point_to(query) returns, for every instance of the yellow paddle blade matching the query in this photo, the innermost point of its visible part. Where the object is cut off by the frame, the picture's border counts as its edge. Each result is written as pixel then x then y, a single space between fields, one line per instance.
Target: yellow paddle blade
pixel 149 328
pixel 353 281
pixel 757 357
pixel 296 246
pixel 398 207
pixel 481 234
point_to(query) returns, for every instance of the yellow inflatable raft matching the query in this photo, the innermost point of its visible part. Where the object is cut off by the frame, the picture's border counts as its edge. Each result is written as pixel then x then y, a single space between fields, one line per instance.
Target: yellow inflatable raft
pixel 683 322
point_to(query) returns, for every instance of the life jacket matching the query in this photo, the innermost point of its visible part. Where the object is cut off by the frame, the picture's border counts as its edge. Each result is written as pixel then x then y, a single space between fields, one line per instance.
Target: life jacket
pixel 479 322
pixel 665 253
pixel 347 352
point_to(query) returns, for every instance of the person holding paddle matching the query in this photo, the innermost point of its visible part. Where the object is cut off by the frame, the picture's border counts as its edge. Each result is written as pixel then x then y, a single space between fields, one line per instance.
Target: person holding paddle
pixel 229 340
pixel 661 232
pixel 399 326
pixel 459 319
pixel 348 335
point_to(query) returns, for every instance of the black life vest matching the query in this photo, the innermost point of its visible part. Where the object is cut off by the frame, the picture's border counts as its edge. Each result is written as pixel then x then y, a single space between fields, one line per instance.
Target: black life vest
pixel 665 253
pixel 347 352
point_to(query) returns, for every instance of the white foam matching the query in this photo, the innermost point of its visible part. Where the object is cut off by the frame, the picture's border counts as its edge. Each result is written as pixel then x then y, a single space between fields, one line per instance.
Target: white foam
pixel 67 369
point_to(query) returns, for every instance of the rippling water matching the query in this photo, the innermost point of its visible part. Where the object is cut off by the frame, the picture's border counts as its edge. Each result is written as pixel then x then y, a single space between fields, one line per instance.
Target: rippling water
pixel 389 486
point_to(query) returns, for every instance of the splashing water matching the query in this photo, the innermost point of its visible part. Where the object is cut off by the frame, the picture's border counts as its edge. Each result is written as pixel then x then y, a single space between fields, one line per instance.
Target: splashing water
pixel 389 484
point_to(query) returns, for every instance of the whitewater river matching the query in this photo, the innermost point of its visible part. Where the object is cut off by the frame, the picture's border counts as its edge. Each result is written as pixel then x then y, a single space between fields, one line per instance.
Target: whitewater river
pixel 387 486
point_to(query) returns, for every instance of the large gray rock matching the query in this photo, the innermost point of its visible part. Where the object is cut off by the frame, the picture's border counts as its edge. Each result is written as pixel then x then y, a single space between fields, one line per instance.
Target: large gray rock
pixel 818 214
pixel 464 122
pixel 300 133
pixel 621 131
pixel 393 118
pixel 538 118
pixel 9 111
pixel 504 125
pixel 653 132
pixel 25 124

=======

[Work to complete]: Please switch "person holding paddle" to "paddler" in the records above and leave everything else unchanged. Begin at the line that has "point_to(query) returns, for every instance of the life", stop after the line that has "pixel 348 335", and return only those lines.

[Answer in full]:
point_to(query) returns, for every instance of the life jacket matching the query in this photo, the innermost point of its visible part. Where the object is cut off by the frame, the picture's border counts as its edge. Each result is written as pixel then x then y, a single space between fields, one line per instance.
Target: life jacket
pixel 479 322
pixel 665 253
pixel 347 352
point_to(query) returns, for every instance of the paddler matching the query in this photo, the innermost point of its visible part. Where the object is cut off by the frame, the picture's border counts as its edge. Each result is written as pixel then x then y, a single space between fields, one line per instance.
Target: paddler
pixel 229 340
pixel 661 232
pixel 399 326
pixel 459 319
pixel 348 335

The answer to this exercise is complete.